DATASET CONTENT: Begin

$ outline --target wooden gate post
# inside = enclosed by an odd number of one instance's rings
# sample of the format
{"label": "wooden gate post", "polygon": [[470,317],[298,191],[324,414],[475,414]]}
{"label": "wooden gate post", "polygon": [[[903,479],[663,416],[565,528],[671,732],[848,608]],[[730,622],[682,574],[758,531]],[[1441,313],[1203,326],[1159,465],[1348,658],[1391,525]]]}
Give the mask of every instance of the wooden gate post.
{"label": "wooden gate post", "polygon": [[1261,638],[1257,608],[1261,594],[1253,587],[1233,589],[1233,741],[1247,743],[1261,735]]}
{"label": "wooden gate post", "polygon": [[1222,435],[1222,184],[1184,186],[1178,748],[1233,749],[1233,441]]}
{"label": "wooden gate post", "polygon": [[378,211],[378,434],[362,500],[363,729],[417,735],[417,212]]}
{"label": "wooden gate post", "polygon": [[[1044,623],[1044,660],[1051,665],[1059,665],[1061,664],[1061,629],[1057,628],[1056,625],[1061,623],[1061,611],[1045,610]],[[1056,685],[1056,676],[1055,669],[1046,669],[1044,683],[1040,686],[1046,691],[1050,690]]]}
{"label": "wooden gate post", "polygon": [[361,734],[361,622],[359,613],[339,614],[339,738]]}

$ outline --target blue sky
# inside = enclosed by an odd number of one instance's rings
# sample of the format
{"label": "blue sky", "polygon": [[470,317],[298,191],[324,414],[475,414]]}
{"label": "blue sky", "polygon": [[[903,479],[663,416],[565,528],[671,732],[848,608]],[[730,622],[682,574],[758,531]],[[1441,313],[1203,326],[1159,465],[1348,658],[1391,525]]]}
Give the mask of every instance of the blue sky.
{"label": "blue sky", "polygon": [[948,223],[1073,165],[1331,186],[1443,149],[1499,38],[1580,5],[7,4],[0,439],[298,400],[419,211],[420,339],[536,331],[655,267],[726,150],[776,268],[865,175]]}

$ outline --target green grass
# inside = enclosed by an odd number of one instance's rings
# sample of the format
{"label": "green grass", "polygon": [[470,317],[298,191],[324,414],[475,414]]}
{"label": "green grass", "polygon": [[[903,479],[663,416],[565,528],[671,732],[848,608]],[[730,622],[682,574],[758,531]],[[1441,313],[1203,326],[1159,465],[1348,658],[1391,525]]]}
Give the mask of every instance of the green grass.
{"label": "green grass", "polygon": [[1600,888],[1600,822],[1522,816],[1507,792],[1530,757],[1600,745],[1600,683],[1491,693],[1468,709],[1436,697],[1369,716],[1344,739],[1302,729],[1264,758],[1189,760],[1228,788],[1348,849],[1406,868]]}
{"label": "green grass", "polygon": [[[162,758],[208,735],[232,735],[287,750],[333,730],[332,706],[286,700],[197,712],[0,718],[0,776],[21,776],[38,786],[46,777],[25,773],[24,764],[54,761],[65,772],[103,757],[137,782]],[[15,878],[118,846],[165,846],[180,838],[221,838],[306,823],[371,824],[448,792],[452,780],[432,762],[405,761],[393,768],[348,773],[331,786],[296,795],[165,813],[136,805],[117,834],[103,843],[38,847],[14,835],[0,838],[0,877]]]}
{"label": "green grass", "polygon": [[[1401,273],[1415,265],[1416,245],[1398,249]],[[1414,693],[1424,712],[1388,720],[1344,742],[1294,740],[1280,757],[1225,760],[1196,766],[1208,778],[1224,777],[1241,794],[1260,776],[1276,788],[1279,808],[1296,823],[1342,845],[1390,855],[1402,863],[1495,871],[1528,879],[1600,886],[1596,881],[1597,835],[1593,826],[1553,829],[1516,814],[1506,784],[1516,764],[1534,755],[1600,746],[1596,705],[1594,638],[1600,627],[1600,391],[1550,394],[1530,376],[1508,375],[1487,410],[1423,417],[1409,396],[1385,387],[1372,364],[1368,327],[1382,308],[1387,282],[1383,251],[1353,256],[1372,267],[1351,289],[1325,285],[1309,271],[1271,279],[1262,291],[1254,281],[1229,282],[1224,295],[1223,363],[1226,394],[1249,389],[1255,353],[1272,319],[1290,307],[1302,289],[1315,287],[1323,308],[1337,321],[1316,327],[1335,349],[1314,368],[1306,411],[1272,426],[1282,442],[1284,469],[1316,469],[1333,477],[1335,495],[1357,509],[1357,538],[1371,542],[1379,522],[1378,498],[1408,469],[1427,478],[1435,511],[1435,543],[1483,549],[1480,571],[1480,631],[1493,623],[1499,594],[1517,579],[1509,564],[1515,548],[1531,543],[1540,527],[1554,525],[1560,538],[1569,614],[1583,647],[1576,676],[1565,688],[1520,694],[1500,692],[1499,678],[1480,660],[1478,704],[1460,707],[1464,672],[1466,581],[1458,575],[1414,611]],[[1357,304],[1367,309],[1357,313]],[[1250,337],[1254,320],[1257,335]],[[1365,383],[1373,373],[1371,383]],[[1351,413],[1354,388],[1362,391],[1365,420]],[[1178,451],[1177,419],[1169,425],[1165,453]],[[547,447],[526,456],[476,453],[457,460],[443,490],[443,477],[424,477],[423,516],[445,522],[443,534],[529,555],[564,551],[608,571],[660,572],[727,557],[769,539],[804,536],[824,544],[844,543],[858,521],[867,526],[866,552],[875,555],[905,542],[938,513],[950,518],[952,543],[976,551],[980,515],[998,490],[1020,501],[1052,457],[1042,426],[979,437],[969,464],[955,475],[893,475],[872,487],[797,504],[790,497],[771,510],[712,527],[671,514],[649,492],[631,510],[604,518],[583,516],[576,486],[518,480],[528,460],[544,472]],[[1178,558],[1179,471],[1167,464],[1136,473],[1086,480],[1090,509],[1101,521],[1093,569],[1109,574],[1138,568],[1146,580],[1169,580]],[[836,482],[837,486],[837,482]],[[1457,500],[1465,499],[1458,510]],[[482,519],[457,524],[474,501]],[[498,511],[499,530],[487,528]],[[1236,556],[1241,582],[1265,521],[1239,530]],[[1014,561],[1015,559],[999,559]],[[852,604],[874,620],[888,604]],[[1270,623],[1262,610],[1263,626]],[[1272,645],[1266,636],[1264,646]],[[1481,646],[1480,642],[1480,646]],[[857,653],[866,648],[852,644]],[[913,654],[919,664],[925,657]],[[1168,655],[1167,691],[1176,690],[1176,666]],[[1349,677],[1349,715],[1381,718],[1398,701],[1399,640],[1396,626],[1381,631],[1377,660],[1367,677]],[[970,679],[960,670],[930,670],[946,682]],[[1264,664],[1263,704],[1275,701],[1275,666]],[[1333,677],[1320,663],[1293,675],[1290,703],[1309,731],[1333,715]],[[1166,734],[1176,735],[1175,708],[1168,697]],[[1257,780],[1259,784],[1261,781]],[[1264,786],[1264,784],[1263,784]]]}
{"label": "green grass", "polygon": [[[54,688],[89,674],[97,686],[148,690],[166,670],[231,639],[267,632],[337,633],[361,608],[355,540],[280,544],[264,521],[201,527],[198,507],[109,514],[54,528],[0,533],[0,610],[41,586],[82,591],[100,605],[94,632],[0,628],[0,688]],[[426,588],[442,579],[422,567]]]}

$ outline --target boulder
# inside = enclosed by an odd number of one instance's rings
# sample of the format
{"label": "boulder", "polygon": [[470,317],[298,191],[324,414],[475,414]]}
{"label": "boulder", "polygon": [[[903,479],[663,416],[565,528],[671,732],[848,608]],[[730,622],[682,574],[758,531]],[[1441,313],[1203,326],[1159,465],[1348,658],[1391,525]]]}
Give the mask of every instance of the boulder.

DATASET CONTENT: End

**TASK PROMPT:** Repeat the material above verbatim.

**REPLY TO THE TASK:**
$ outline --target wooden gate post
# inside = enclosed by an odd number of one instance's rings
# sample of the format
{"label": "wooden gate post", "polygon": [[470,317],[298,191],[324,414],[475,414]]}
{"label": "wooden gate post", "polygon": [[[903,479],[663,416],[565,528],[671,732],[848,608]],[[730,622],[682,574],[758,531]],[[1441,313],[1203,326],[1159,465],[1348,658],[1391,525]]]}
Give the mask of every instance of the wooden gate post.
{"label": "wooden gate post", "polygon": [[1261,638],[1257,608],[1261,594],[1253,587],[1233,589],[1233,741],[1247,743],[1261,735]]}
{"label": "wooden gate post", "polygon": [[1222,435],[1222,184],[1184,186],[1178,748],[1233,749],[1233,441]]}
{"label": "wooden gate post", "polygon": [[378,211],[378,434],[362,500],[363,729],[417,735],[417,212]]}
{"label": "wooden gate post", "polygon": [[[1044,623],[1044,660],[1051,665],[1059,665],[1061,664],[1061,629],[1057,628],[1056,625],[1061,623],[1061,611],[1045,610]],[[1056,685],[1056,676],[1055,669],[1046,669],[1044,683],[1040,686],[1046,691],[1050,690]]]}
{"label": "wooden gate post", "polygon": [[361,734],[361,622],[359,613],[339,614],[339,738]]}

$ outline --target blue sky
# inside = enclosed by an odd number of one instance's rings
# sample of the format
{"label": "blue sky", "polygon": [[470,317],[298,191],[324,414],[475,414]]}
{"label": "blue sky", "polygon": [[[903,479],[663,416],[565,528],[671,732],[848,608]],[[730,622],[682,574],[758,531]],[[1441,313],[1203,326],[1159,465],[1348,658],[1391,525]]]}
Give the mask of every instance of the blue sky.
{"label": "blue sky", "polygon": [[948,223],[1073,165],[1331,186],[1443,149],[1499,38],[1580,5],[7,4],[0,439],[298,400],[419,211],[420,339],[536,331],[655,267],[726,150],[776,268],[865,175]]}

$ outline --target green grass
# inside = enclosed by an odd number of one instance's rings
# sample of the format
{"label": "green grass", "polygon": [[470,317],[298,191],[324,414],[475,414]]}
{"label": "green grass", "polygon": [[[903,479],[663,416],[565,528],[671,732],[848,608]],[[730,622],[682,574],[758,531]],[[1441,313],[1203,326],[1159,465],[1348,658],[1391,525]]]}
Give the mask of every instance of the green grass.
{"label": "green grass", "polygon": [[1600,888],[1600,822],[1522,816],[1507,792],[1530,757],[1600,745],[1600,683],[1491,693],[1468,709],[1436,697],[1369,716],[1344,739],[1302,729],[1264,758],[1189,760],[1228,788],[1348,849],[1406,868]]}
{"label": "green grass", "polygon": [[[162,758],[208,735],[232,735],[287,750],[333,730],[332,706],[286,700],[197,712],[0,718],[0,776],[21,776],[38,786],[46,777],[25,773],[24,764],[54,761],[65,772],[103,757],[137,782]],[[15,878],[118,846],[165,846],[180,838],[221,838],[306,823],[371,824],[448,792],[452,780],[432,762],[405,761],[393,768],[348,773],[331,786],[296,795],[165,813],[136,805],[117,834],[103,843],[38,847],[14,835],[0,838],[0,877]]]}
{"label": "green grass", "polygon": [[[1401,273],[1415,265],[1416,245],[1398,249]],[[1414,693],[1424,712],[1388,720],[1344,742],[1294,740],[1280,757],[1225,760],[1196,766],[1208,778],[1224,777],[1241,794],[1260,776],[1276,788],[1279,808],[1296,823],[1342,845],[1390,855],[1402,863],[1495,871],[1528,879],[1600,886],[1596,881],[1597,835],[1593,826],[1553,829],[1516,814],[1506,784],[1516,764],[1534,755],[1600,746],[1596,705],[1594,638],[1600,627],[1600,391],[1550,394],[1530,376],[1508,375],[1487,410],[1423,417],[1409,396],[1385,387],[1372,364],[1368,327],[1382,308],[1387,282],[1383,251],[1353,256],[1372,267],[1351,289],[1325,285],[1309,271],[1271,279],[1262,291],[1254,281],[1229,282],[1224,295],[1223,363],[1226,394],[1249,389],[1255,353],[1272,319],[1290,307],[1302,289],[1315,287],[1323,308],[1337,321],[1316,327],[1335,349],[1314,368],[1306,411],[1272,426],[1282,442],[1284,469],[1316,469],[1333,477],[1335,495],[1357,509],[1357,538],[1371,542],[1379,522],[1378,498],[1408,469],[1427,478],[1435,511],[1435,543],[1483,549],[1480,571],[1480,631],[1493,623],[1499,594],[1517,579],[1509,564],[1515,548],[1531,543],[1540,527],[1554,525],[1560,538],[1569,614],[1583,647],[1576,676],[1565,688],[1520,694],[1500,692],[1499,678],[1480,660],[1478,704],[1460,707],[1464,672],[1466,581],[1458,575],[1414,611]],[[1357,304],[1367,309],[1357,313]],[[1250,337],[1254,320],[1257,335]],[[1365,383],[1373,373],[1371,383]],[[1351,413],[1354,388],[1362,391],[1365,420]],[[1178,451],[1177,419],[1169,425],[1165,453]],[[547,447],[526,456],[476,453],[457,460],[443,490],[443,477],[424,477],[423,516],[445,522],[443,534],[529,555],[564,551],[608,571],[660,572],[727,557],[769,539],[804,536],[824,544],[844,543],[858,521],[867,526],[866,552],[875,555],[905,542],[938,513],[950,518],[952,543],[976,551],[980,515],[998,490],[1020,501],[1052,457],[1042,426],[979,437],[969,464],[955,475],[893,475],[872,487],[797,504],[790,497],[771,510],[712,527],[671,514],[649,492],[631,510],[604,518],[583,516],[576,486],[518,480],[528,460],[544,472]],[[1178,558],[1179,471],[1167,464],[1136,473],[1086,480],[1090,509],[1101,521],[1093,569],[1109,574],[1138,568],[1146,580],[1169,580]],[[836,482],[837,486],[837,482]],[[1457,500],[1465,499],[1458,510]],[[482,519],[457,524],[474,501]],[[498,511],[499,530],[487,528]],[[1236,556],[1241,582],[1265,521],[1239,530]],[[1014,561],[1015,559],[999,559]],[[852,604],[874,620],[888,604]],[[1270,623],[1262,610],[1263,626]],[[1272,645],[1266,636],[1264,646]],[[1481,646],[1480,642],[1480,646]],[[857,653],[866,648],[852,644]],[[913,654],[919,664],[925,657]],[[1168,655],[1167,691],[1176,690],[1176,666]],[[1349,677],[1349,715],[1381,718],[1398,701],[1399,640],[1396,626],[1381,631],[1377,660],[1367,677]],[[970,679],[960,670],[930,670],[946,682]],[[1264,664],[1263,704],[1275,701],[1275,666]],[[1333,677],[1320,663],[1293,675],[1290,703],[1309,731],[1333,715]],[[1166,734],[1176,735],[1175,708],[1168,697]],[[1257,780],[1259,784],[1261,781]],[[1264,786],[1264,784],[1263,784]]]}
{"label": "green grass", "polygon": [[[54,688],[89,674],[97,686],[148,690],[166,670],[231,639],[267,632],[337,633],[361,608],[355,540],[280,544],[264,521],[201,527],[198,507],[109,514],[54,528],[0,533],[0,610],[41,586],[82,591],[100,605],[94,632],[0,628],[0,688]],[[426,588],[442,579],[422,567]]]}

$ outline --target boulder
# inside = enclosed by an odd number of one instance's rings
# sample of the format
{"label": "boulder", "polygon": [[470,317],[298,191],[324,414],[475,414]]}
{"label": "boulder", "polygon": [[[903,479],[663,416],[565,528],[671,732],[848,608]],[[730,622],[682,574],[758,531]],[[1441,313],[1203,326],[1159,465],[1348,658],[1391,525]]]}
Give the mask of every instance of the boulder.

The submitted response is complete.